• Material provided:
-- Begin --

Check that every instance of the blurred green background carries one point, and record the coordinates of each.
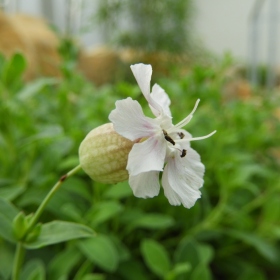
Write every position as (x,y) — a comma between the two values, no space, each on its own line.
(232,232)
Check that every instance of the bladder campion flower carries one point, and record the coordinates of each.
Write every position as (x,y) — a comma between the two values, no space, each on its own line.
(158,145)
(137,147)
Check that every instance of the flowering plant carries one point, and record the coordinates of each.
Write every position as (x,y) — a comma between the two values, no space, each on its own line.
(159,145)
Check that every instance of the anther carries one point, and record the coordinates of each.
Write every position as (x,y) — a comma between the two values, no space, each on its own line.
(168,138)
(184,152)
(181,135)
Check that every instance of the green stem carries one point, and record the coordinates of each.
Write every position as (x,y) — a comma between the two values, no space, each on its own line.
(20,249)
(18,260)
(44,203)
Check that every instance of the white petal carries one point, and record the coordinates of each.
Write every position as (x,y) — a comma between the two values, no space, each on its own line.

-- End --

• Work instructions: Turn the records above into a JSON list of strings, one string per line, leaving out blank lines and the pictures.

• Finished task:
[
  "Check that every instance of the blurred green background carries one point, and record the coordinates of each.",
  "Write every position as (x,y) — a comma between the two values, no space, each on its own line.",
  "(232,232)",
  "Check that every instance of the bladder campion flower carries one point, and record the coordinates of each.",
  "Write every position as (x,y) — a comma between the two values, no space, each on its own line.",
  "(158,145)",
  "(137,147)",
  "Check that every instance of the flowering plant carries one point, and record the coordinates of each.",
  "Write every position as (x,y) — a comma between the two values, no space, each on its own line.",
  "(159,145)",
  "Check that every instance of the anther carries one point, and record the coordinates of each.",
  "Write every position as (x,y) — a comma between the two values, no space, each on its own line.",
  "(168,138)",
  "(184,152)",
  "(181,135)",
  "Check that every instance of the green stem carries one point, and record the coordinates of each.",
  "Write every position as (x,y) — a comma between the two values, no space, each on its own line.",
  "(20,249)",
  "(18,260)",
  "(44,203)",
  "Check that every instance of the white petal carries one point, and record the coordinates of each.",
  "Write every position as (x,y) — a comma between the two values, no space, each on its own line."
]